→ Given passage:
######
Favoring Composition Over Inheritance

(Note: I'm now posting on the Guidewire Development Blog, so I'll be cross-posting to this blog with everything I deem interesting enough.)


It's something of a widely-stated belief in Object Oriented Programming circles that composition is often a better idea than inheritance, but my personal experience has been that, like so many other software best practices, it's more often said than done, and that in practice most developers (myself included) often revert to simple inheritance when they want to share behavior between two classes. There are reasons for that, of course, especially in a language like Java that offers no built-in support for composition: inheritance is generally easy to code, maintain, and understand and generally leads to less code than inheritance requires.

The path of least resistance, of course, is not always the best long-term strategy, and there are compelling reasons to prefer a compositional model instead of an inheritance model, especially with larger and more complex code bases. As a result, much of my time over the last several months has been devoted to untangling some of the more overgrown inheritance hierarchies that we've developed over the years and replacing them with cleaner compositional models.

Before going any further, it might help to clarify some terminology. Inheritance is the standard OO practice of subclassing something, inheriting all of its fields and methods and then overriding and/or adding to them. Composition can mean one of a few different things, but generally it refers to the idea of having behaviors defined in a separate class that your class then calls through to, commonly known as delegation (and the helper class is commonly known as a delegate). In practice, I almost always combine a delegation approach with an interface that my class implements by delegating each method to the delegate class. For example, if your ORM framework maps database rows to objects and you want the generic ability to ask if an object can be viewed by a given user, you could implement it with inheritance by creating a superclass for all your objects and adding a canView(User user) method to it (or simply adding to the existing superclass) or you could create a Viewable interface with a canView method on it, a ViewableDelegate class that provides a standard implementation of the canView method, and then each object would independently implement the Viewable interface by calling through to the ViewableDelegate object (generally held as a private instance variable on the class).
######
→ Data listing:

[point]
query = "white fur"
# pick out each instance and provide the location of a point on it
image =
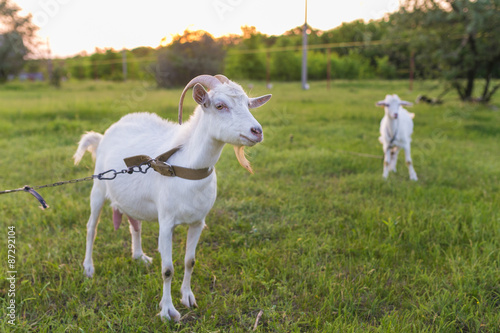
(396, 129)
(169, 200)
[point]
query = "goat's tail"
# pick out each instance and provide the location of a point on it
(88, 142)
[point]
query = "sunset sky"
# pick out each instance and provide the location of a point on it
(74, 26)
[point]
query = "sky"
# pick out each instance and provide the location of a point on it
(74, 26)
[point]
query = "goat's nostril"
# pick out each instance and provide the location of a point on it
(256, 131)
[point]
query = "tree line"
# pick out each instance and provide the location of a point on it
(457, 41)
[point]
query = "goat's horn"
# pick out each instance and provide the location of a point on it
(222, 78)
(208, 81)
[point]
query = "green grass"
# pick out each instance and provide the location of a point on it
(316, 239)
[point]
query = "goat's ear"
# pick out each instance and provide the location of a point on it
(258, 101)
(200, 95)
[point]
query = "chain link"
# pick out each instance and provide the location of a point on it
(106, 175)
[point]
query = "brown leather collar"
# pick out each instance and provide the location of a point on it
(160, 165)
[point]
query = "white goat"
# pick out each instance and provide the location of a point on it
(396, 129)
(222, 117)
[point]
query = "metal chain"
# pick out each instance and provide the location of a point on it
(106, 175)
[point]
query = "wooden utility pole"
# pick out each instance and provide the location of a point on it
(305, 86)
(412, 69)
(328, 68)
(124, 64)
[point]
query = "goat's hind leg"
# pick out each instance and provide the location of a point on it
(189, 261)
(135, 231)
(97, 198)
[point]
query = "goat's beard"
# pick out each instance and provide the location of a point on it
(240, 155)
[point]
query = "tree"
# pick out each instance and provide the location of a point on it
(17, 39)
(461, 37)
(189, 55)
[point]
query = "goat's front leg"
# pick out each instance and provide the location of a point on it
(135, 231)
(409, 163)
(189, 261)
(168, 310)
(97, 199)
(394, 158)
(387, 161)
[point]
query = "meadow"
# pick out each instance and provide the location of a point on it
(315, 239)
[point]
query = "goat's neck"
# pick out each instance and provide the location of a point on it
(199, 150)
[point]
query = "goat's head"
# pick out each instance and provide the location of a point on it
(392, 104)
(228, 106)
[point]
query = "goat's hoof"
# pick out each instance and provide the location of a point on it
(188, 300)
(169, 313)
(144, 258)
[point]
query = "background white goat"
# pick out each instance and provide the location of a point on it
(396, 129)
(222, 117)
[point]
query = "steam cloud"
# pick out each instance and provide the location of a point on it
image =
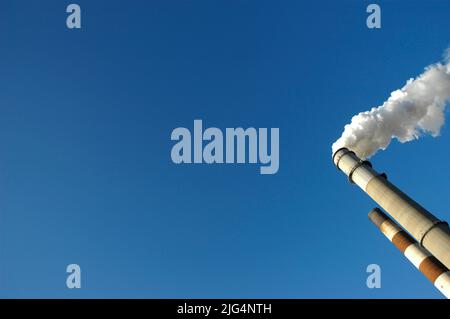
(416, 108)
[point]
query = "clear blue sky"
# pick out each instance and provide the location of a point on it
(85, 169)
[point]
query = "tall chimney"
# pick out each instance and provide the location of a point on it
(429, 231)
(432, 268)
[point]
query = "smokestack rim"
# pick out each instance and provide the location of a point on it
(345, 152)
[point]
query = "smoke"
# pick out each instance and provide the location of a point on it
(417, 108)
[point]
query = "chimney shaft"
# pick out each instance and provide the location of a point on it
(432, 268)
(428, 230)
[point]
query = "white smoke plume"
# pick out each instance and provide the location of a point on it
(415, 109)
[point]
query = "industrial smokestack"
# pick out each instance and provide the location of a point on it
(428, 230)
(432, 268)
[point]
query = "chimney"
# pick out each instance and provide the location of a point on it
(430, 232)
(428, 265)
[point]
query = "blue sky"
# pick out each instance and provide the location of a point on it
(85, 170)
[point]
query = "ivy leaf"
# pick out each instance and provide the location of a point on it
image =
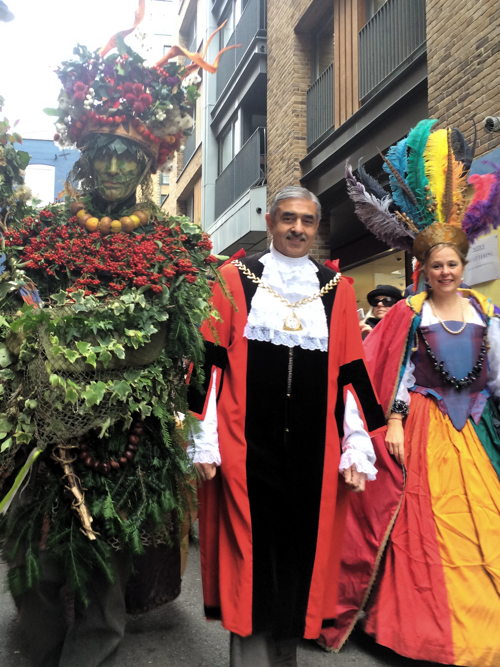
(117, 349)
(56, 380)
(84, 348)
(94, 393)
(71, 395)
(6, 444)
(105, 357)
(91, 359)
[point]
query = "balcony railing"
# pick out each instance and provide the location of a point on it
(320, 106)
(252, 20)
(189, 147)
(247, 168)
(388, 39)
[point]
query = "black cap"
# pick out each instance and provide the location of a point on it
(383, 290)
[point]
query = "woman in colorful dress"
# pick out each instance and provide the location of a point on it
(428, 576)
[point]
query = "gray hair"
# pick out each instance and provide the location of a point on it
(294, 192)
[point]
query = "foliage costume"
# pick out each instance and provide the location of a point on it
(271, 522)
(425, 569)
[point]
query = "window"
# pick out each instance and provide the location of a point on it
(189, 35)
(372, 7)
(228, 144)
(322, 54)
(41, 179)
(232, 14)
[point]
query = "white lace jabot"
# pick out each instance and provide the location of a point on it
(293, 278)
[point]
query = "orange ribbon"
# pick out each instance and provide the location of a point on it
(139, 15)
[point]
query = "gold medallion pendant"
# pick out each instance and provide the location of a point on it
(292, 323)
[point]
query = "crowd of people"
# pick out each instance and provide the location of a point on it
(346, 470)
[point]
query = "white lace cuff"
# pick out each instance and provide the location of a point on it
(358, 459)
(357, 446)
(494, 356)
(407, 381)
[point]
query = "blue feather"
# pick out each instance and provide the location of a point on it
(397, 156)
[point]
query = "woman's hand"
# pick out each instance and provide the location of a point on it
(355, 480)
(206, 471)
(395, 438)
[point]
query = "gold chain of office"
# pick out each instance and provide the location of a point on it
(292, 321)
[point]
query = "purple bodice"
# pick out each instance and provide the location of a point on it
(459, 354)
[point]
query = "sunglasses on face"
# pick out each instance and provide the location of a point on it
(386, 301)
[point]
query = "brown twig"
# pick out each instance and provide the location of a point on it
(62, 455)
######
Pick up the piece on favoring composition over inheritance right after its last sentence and keep writing it.

Clearly the delegation approach is, at least in Java, much more work to code and maintain than the inheritance approach. If you have 20 Viewable objects in your system and you decide to add a canCurrentUserView() method, if you're using inheritance you only have to add the method in one place, whereas with composition you'll need to modify the interface, the delegate, and then all 20 classes that make use of the delegate.

In spite of those obvious drawbacks, though, I've come around to the conclusion that I should be using composition much more than I have in the past, for the following reasons:

  • Cleaner abstractions and better encapsulation. In my opinion this one is the most important reason to avoid deep inheritance hierarchies. With inheritance, there's a temptation to use it even when there isn't really an is-a relationship between two classes simply because it allows you to easily reuse code. Unfortunately, that tends to lead to fuzzy abstractions at the top of the hierarchy: your base classes begin to acquire a lot of methods that only apply to some subtypes simply because it's a convenient place to put things, and pretty soon your base class starts looking like it should be named "Thing" because the methods on it don't support any one unifying concept. Splitting the base class out into several smaller interfaces, then implementing the interfaces on an as-needed basis on the subtypes, makes the abstractions much clearer and better encapsulated, which makes the whole system easier to understand.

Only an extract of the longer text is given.